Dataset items
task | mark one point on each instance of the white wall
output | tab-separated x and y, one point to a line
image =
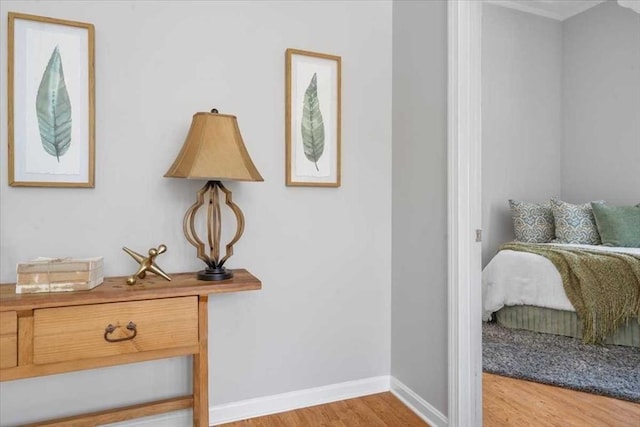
521	116
419	281
601	106
323	255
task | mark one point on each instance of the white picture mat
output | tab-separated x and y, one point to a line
34	42
302	70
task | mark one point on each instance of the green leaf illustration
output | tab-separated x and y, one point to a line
54	108
312	123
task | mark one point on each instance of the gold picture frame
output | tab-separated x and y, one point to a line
313	88
51	100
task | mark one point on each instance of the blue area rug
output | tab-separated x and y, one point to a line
608	370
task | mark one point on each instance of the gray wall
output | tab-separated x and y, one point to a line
521	116
323	255
601	99
419	280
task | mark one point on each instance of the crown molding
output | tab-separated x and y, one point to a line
537	8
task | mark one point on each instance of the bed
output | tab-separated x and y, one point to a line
525	290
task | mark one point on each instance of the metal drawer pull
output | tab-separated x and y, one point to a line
131	326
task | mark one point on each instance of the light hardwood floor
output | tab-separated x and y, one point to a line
507	402
376	410
512	402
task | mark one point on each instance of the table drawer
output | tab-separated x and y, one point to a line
102	330
8	339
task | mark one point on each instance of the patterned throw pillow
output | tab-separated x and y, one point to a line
575	223
532	223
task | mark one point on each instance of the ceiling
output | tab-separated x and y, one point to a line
554	9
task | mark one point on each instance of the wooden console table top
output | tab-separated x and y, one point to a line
116	289
114	324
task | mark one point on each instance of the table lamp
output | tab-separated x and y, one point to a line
213	150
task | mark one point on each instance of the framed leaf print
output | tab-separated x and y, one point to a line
51	102
313	119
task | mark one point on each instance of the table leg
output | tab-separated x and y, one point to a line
201	369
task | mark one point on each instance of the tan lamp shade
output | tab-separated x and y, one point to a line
214	150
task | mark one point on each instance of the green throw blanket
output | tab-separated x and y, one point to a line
604	287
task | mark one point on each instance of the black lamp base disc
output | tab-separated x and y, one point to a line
215	274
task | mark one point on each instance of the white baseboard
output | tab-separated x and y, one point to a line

[Goal of the exercise]
Rewrite all of the rows above, swapping every "instance" for "occurrence" and keeping everything else the same. Leave out the pictures.

[Exercise response]
task | mark one point on each occurrence of the white wall
output | tab-separated x and y, one point to a line
image =
521	116
419	281
601	106
323	255
task | mark one point on each occurrence of the white picture mat
output | tab-separated x and y, one point to a line
34	42
302	70
task | mark one point on each occurrence of the green leaf illustration
output | tab-separated x and y, one point to a line
54	108
312	123
task | mark one point on each occurrence of the gold picture frame
output | tab-separated x and y, one point to a line
313	88
51	100
task | mark one point on each occurrence of the blue area rug
output | tab-separated x and y, one point to a line
608	370
task | mark one point on each occurrence of the gray wall
output | tab-separated x and y, one point to a line
521	116
323	255
601	99
419	280
task | mark one point on each occurrence of the crown molding
output | tab-separated x and y, one point to a line
537	8
task | mark one point on each occurrence of the bed
output | tab-separated x and y, one point to a line
525	290
task | mark one point on each occurrence of the metal drawer pull
output | tab-separated x and y, one point to a line
131	326
task | mark one point on each occurrence of the light hardwood floor
output | tab-separated x and y, one point to a line
507	402
376	410
512	402
task | mark one point on each occurrence of the table drawer
output | tab-separated x and y, one point to a line
102	330
8	339
task | mark one point on each occurrence of the patterned throw pillow
output | tab-separated x and y, one point to a line
575	223
532	223
task | mark one point on each occurrence of the ceiling
output | tab-separated x and y, one point to a line
554	9
task | mark one point on each occurrence of the wooden console table top
output | tab-separated x and y, one point to a line
116	289
114	324
task | mark one point on each occurrence of the table lamp
output | tab-separated x and y, one point to a line
213	150
task | mark one point on each occurrence of the framed leaf print
output | tab-separated x and y, one point to a line
51	102
313	119
task | mark one point on each occurrence of the table leg
output | tab-separated x and y, one point to a line
201	369
task | mark one point on each occurrence of the tan lamp shade
output | tab-separated x and y, one point to a line
214	150
task | mark one point on each occurrence of the green throw blanket
output | tab-separated x and y, one point to a line
604	287
task | mark one point on each occurrence of the black lamp base disc
output | tab-separated x and y, one point to a line
215	274
task | mark one point on each occurrence of the white baseboard
output | tab-separated x and y, one point to a line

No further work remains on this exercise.